EXERCISE PROMPT -
Rewrite the material below from its start through the line holding "[348,218,617,239]", inclusive, keeping the requests but leaving out the pictures. Increase every bounding-box coordinate in the answers by 91.

Detection material -
☆ ☆ ☆

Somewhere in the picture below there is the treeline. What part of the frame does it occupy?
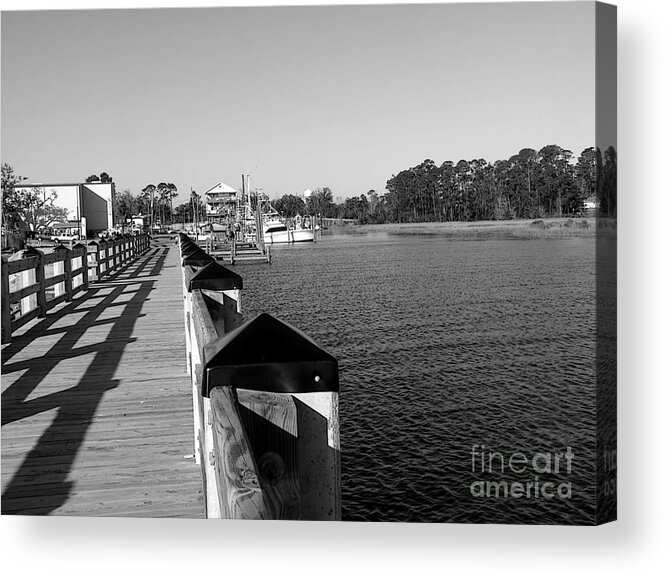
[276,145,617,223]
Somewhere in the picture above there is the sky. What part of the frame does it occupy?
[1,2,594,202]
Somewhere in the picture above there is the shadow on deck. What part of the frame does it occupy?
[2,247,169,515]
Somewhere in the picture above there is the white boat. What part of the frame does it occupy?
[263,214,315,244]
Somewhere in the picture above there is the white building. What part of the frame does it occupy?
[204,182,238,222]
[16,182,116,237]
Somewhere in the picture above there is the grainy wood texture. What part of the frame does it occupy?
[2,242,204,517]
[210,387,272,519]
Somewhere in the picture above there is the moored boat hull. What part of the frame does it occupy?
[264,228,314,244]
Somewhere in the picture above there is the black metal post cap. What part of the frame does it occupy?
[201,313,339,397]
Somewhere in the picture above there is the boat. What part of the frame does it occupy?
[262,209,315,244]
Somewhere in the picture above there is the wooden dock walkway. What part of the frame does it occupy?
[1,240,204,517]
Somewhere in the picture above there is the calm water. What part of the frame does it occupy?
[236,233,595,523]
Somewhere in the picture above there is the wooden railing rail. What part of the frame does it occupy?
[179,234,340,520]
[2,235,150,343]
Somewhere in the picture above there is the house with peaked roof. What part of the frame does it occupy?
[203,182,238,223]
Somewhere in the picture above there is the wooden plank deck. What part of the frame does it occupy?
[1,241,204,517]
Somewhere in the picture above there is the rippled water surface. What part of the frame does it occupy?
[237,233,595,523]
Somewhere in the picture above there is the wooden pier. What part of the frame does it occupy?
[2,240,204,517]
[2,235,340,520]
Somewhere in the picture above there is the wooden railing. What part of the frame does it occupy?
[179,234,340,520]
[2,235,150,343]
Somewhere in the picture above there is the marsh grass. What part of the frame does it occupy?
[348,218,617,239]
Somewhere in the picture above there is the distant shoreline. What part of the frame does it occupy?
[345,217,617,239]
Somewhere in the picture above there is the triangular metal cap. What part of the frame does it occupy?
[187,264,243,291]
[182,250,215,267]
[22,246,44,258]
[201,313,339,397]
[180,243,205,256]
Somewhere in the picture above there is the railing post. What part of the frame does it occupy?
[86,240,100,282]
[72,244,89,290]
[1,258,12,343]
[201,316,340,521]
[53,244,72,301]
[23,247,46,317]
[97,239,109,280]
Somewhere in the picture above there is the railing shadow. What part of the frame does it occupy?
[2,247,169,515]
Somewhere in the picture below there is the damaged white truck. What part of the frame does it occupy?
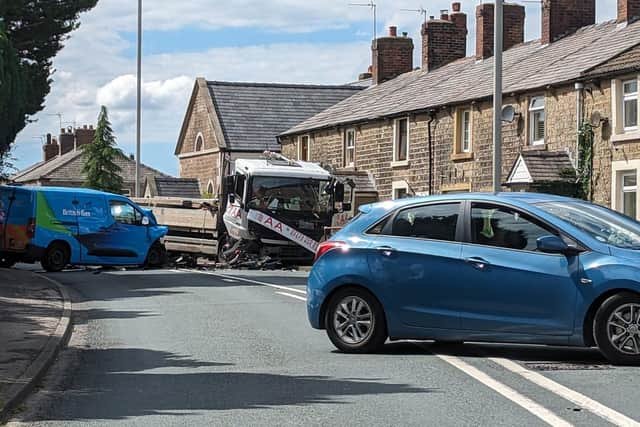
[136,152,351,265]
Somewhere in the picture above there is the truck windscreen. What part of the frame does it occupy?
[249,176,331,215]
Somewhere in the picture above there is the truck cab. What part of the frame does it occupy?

☆ ☆ ☆

RESPONSE -
Somewhere in the picture below there is the treeline. What part of the frame does it occupy?
[367,236,708,314]
Somewhere in the picture above there is the sky. What part of the frame does it occupy?
[92,93,685,293]
Somewhere in the picture above there is the shadow on deck. What part of the frame does it occupy?
[93,338,260,606]
Somewhere in the picture above there is the white boat. What part of the frame does it occupy?
[354,305,406,335]
Somewhere in the picture above there is the white building. What part of the frame does it occupy?
[295,273,329,313]
[107,273,207,328]
Somewhere in the picture above there is the grainy wood texture. What part of the frame does it occupy?
[93,333,295,608]
[301,478,363,610]
Somewhere in the picture above there is the moored boat hull. What part of the frame does it occupy?
[355,319,405,335]
Somewhere in the picture above there is the black metal post cap. What part of the frame does it occupy?
[292,404,430,488]
Somewhere in the picture above there is the boat. What part of the frame does it occupy?
[353,300,406,335]
Somewhere in the picture above there is the wooden dock walkway. What part of the frame does it occupy?
[92,331,295,608]
Somewhere in the picture above there is the calm water. What part of the frame does it occupy?
[327,324,686,614]
Somewhere in the picture above there is the wooden railing rail. What part of the frame does it occupy?
[270,325,431,611]
[93,326,241,434]
Somewhere in the picture above there is the house with peaked roof. What part of the frame does it occupy?
[294,273,329,314]
Somewhere in the picture above there is the wooden plank deck. What part of the frame does it occupy?
[92,332,295,608]
Somewhere in the picture above there is the rippled water surface. What part of the frame does it occupy?
[328,324,686,614]
Somewhere in the picture above there is the wooden pier. What part of the frame does it occupy?
[93,331,295,608]
[93,326,431,611]
Somewhere in the picture above there is the wooden railing. What part of the frame does it occupy?
[270,325,431,611]
[93,326,241,434]
Somewhere in the picture above there is the marsh grass. What part of the frame does it occupy?
[439,309,708,330]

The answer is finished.